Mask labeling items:
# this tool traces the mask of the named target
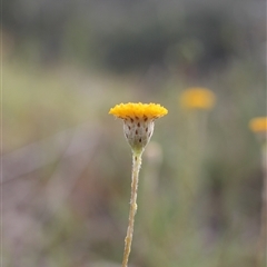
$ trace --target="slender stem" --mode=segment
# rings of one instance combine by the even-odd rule
[[[263,146],[263,169],[264,169],[264,187],[263,187],[263,202],[260,214],[260,233],[258,243],[258,266],[264,260],[265,249],[267,246],[267,150],[266,145]]]
[[[138,177],[141,167],[141,152],[132,151],[132,172],[131,172],[131,198],[130,198],[130,212],[127,235],[125,239],[125,253],[122,259],[122,267],[127,267],[127,263],[131,249],[131,240],[134,235],[135,215],[137,211],[137,189],[138,189]]]

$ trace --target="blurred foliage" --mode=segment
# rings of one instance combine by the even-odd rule
[[[263,6],[3,2],[4,266],[120,266],[131,152],[108,111],[128,101],[169,110],[144,156],[129,266],[256,266]],[[214,109],[181,109],[188,87]]]

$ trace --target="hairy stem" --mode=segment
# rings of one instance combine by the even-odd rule
[[[130,212],[127,235],[125,239],[125,253],[122,259],[122,267],[127,267],[127,263],[130,255],[131,241],[134,235],[135,215],[137,211],[137,189],[138,189],[138,177],[141,167],[141,152],[132,151],[132,172],[131,172],[131,198],[130,198]]]

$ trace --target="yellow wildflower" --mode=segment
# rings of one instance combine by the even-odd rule
[[[211,109],[215,101],[215,93],[200,87],[185,90],[180,98],[181,106],[188,109]]]
[[[120,103],[109,111],[123,120],[126,139],[134,150],[142,151],[154,132],[154,120],[168,113],[158,103]]]
[[[257,117],[249,121],[249,128],[254,132],[267,131],[267,117]]]

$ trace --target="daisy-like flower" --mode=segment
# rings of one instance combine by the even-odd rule
[[[123,120],[126,139],[132,150],[131,198],[122,267],[127,267],[134,235],[135,215],[137,211],[137,189],[141,155],[154,132],[154,121],[168,113],[168,110],[156,103],[120,103],[110,109],[109,113]]]
[[[206,88],[194,87],[180,96],[180,105],[187,109],[211,109],[215,105],[215,93]]]
[[[257,117],[249,121],[249,128],[254,132],[267,132],[267,117]]]
[[[168,110],[156,103],[120,103],[109,113],[123,120],[126,139],[135,151],[142,151],[154,132],[154,121],[168,113]]]

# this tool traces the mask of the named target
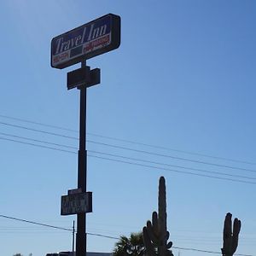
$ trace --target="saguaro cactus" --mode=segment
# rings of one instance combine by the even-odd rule
[[[232,232],[232,214],[227,213],[223,230],[223,248],[224,256],[232,256],[238,246],[238,236],[241,230],[241,221],[235,218]]]
[[[172,242],[167,242],[169,232],[166,224],[166,180],[160,177],[159,181],[158,213],[152,213],[152,222],[148,221],[147,226],[143,227],[143,241],[146,253],[148,256],[173,256],[169,250]]]

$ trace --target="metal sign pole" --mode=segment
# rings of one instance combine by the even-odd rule
[[[81,63],[82,67],[86,67],[86,61]],[[86,151],[86,86],[79,87],[80,90],[80,129],[79,129],[79,150],[78,164],[78,188],[86,192],[86,171],[87,171],[87,151]],[[77,239],[76,256],[86,256],[86,215],[77,215]]]

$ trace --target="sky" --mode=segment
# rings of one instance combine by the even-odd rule
[[[256,255],[255,12],[253,0],[1,1],[1,255],[72,250],[76,216],[60,207],[77,188],[79,91],[67,73],[80,64],[52,68],[50,41],[109,13],[121,44],[87,61],[102,73],[87,91],[87,250],[141,231],[164,176],[175,255],[220,253],[229,212],[236,253]]]

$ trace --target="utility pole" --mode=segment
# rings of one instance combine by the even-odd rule
[[[76,256],[86,256],[85,213],[92,212],[92,193],[86,191],[86,92],[88,87],[100,84],[101,80],[100,69],[90,70],[86,60],[119,47],[120,20],[119,16],[108,14],[51,40],[52,67],[62,69],[81,61],[80,68],[67,73],[67,81],[68,90],[80,90],[78,188],[61,196],[61,215],[77,214]],[[74,241],[73,251],[73,247]]]
[[[86,67],[86,61],[81,63],[81,67]],[[78,164],[78,189],[82,193],[86,192],[87,151],[86,151],[86,92],[87,87],[80,86],[80,129],[79,149]],[[86,215],[85,212],[77,215],[76,256],[86,256]]]

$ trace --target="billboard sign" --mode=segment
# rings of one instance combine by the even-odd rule
[[[52,67],[64,68],[120,45],[120,17],[104,15],[51,40]]]
[[[61,196],[61,215],[92,212],[92,193],[69,194]]]

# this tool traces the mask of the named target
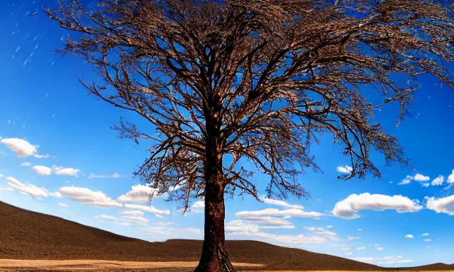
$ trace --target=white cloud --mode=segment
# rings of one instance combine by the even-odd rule
[[[397,185],[406,185],[409,184],[411,182],[411,176],[406,176],[406,178],[402,179],[401,182],[397,183]]]
[[[118,173],[115,173],[114,174],[113,174],[112,178],[120,178],[121,177],[122,177],[123,176],[121,176],[121,174],[119,174]]]
[[[118,196],[116,200],[120,202],[146,203],[149,202],[150,198],[157,192],[157,189],[148,185],[133,185],[131,188],[131,191]]]
[[[302,209],[304,208],[304,207],[301,206],[301,205],[289,204],[285,201],[277,200],[275,200],[275,199],[271,199],[271,198],[263,198],[263,202],[267,203],[267,204],[275,205],[277,206],[282,206],[282,207],[289,208],[292,208],[292,209],[301,209],[301,210],[302,210]]]
[[[454,215],[454,195],[445,198],[435,198],[426,197],[428,209],[435,210],[437,212],[444,212],[449,215]]]
[[[6,177],[8,185],[19,193],[33,198],[47,198],[49,196],[47,190],[38,188],[33,184],[23,184],[12,176]]]
[[[454,183],[454,170],[453,170],[451,174],[448,176],[446,182],[451,184]]]
[[[358,239],[361,239],[361,237],[352,237],[349,236],[348,240],[348,241],[353,241],[353,240],[358,240]]]
[[[115,220],[118,220],[118,218],[114,217],[114,216],[111,216],[111,215],[96,215],[96,219],[102,219],[103,220],[111,220],[111,221],[115,221]]]
[[[134,222],[138,222],[143,224],[148,223],[148,221],[150,221],[149,220],[145,218],[143,216],[124,215],[123,217],[126,219],[130,219]]]
[[[432,181],[431,184],[433,186],[438,186],[442,185],[444,181],[445,181],[445,177],[440,175]]]
[[[0,142],[16,153],[18,158],[25,158],[33,156],[38,152],[38,145],[31,145],[25,140],[18,138],[1,139]]]
[[[55,198],[61,198],[62,197],[62,194],[59,192],[49,193],[49,196],[53,196]]]
[[[355,257],[356,261],[374,264],[392,264],[399,263],[410,263],[411,260],[404,260],[402,256],[397,257]]]
[[[34,157],[38,158],[38,159],[49,159],[52,157],[52,156],[50,156],[48,154],[35,154],[33,155]],[[54,157],[55,158],[55,157]]]
[[[118,178],[121,176],[123,176],[118,173],[115,173],[113,175],[96,175],[94,174],[89,174],[89,175],[87,176],[89,178]]]
[[[65,186],[60,188],[58,192],[82,205],[106,208],[123,207],[123,204],[112,200],[100,191],[95,192],[87,188]]]
[[[351,166],[349,166],[348,165],[345,165],[345,166],[338,166],[336,169],[338,171],[338,172],[345,174],[350,174],[353,170]]]
[[[386,196],[369,193],[360,195],[353,194],[338,202],[334,206],[333,214],[344,219],[354,219],[360,217],[360,210],[370,210],[382,211],[395,210],[397,212],[415,212],[422,209],[422,206],[402,196]]]
[[[243,220],[247,222],[258,223],[258,224],[282,225],[292,225],[292,223],[289,221],[287,221],[282,218],[273,217],[271,216],[258,216],[258,217],[249,216],[248,217],[243,217]]]
[[[122,215],[127,216],[143,216],[143,212],[141,210],[122,210],[119,212]]]
[[[260,218],[262,217],[291,217],[301,218],[317,218],[323,215],[317,212],[305,212],[299,209],[278,210],[275,208],[267,208],[261,210],[243,211],[236,213],[236,216],[240,218]]]
[[[169,210],[157,210],[153,206],[145,206],[138,204],[125,204],[125,208],[131,210],[139,210],[145,212],[150,212],[158,215],[169,215],[170,211]]]
[[[421,174],[416,174],[414,176],[406,176],[406,177],[405,178],[402,179],[402,181],[401,182],[397,183],[397,185],[409,184],[411,182],[411,181],[428,181],[429,179],[431,179],[431,178],[429,176],[424,176],[424,175],[422,175]]]
[[[204,200],[200,200],[200,201],[196,201],[194,202],[194,204],[192,204],[192,208],[205,208],[205,201]]]
[[[421,174],[416,174],[413,177],[413,179],[416,181],[427,181],[429,179],[431,179],[431,178],[428,176],[424,176],[424,175],[421,175]]]
[[[51,169],[50,169],[49,167],[43,166],[42,165],[35,165],[32,168],[32,169],[33,169],[33,171],[36,174],[40,176],[50,176],[50,174],[52,174]]]
[[[55,175],[57,176],[79,176],[79,169],[74,168],[64,168],[63,166],[52,166],[52,170]]]

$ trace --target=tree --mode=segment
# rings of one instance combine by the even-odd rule
[[[297,177],[318,169],[309,148],[322,134],[351,160],[340,178],[380,176],[372,150],[387,163],[407,162],[374,113],[399,103],[399,124],[419,75],[454,87],[446,67],[454,60],[453,7],[422,0],[76,0],[45,11],[77,33],[62,52],[97,68],[104,83],[82,82],[89,93],[136,112],[157,132],[123,120],[114,126],[121,137],[153,141],[135,174],[161,193],[179,188],[171,197],[185,209],[192,198],[204,198],[196,271],[231,271],[224,195],[260,200],[255,171],[239,163],[270,176],[269,196],[307,197]]]

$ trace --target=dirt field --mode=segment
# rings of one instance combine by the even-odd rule
[[[193,261],[118,261],[102,260],[11,260],[0,259],[0,271],[137,271],[165,270],[192,271],[197,266]],[[241,268],[260,267],[261,264],[233,263]],[[187,268],[187,269],[184,269]]]

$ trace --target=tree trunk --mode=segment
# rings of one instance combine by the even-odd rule
[[[224,185],[222,156],[206,148],[205,165],[205,228],[204,246],[194,272],[232,272],[233,267],[224,248]]]

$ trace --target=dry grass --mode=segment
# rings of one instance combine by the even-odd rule
[[[118,261],[104,260],[13,260],[0,259],[3,270],[45,271],[128,271],[162,270],[166,268],[193,268],[195,261]],[[237,267],[260,267],[261,264],[233,263]],[[190,271],[191,269],[189,269]]]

Written instruction: Reproduce the lines without any changes, from the line that contains "--target=dirt field --mode=segment" through the end of the items.

Full solution:
$ trace --target=dirt field --mode=segment
# rings of one instance combine by the even-odd rule
[[[193,261],[118,261],[102,260],[11,260],[0,259],[0,271],[137,271],[165,270],[192,271],[197,266]],[[241,268],[260,267],[261,264],[233,263]],[[187,268],[187,269],[184,269]]]

$ trace --target=tree trunk --mode=segment
# rings of one instance combine by the even-odd rule
[[[224,185],[222,156],[206,148],[205,165],[205,228],[204,246],[194,272],[232,272],[233,267],[224,248]]]

$ trace --target=dry grass --mode=segment
# rings of one instance combine by the even-odd rule
[[[118,261],[104,260],[13,260],[0,259],[3,270],[45,271],[128,271],[162,270],[166,268],[193,268],[195,261]],[[237,267],[260,267],[261,264],[233,263]],[[190,271],[191,269],[189,269]]]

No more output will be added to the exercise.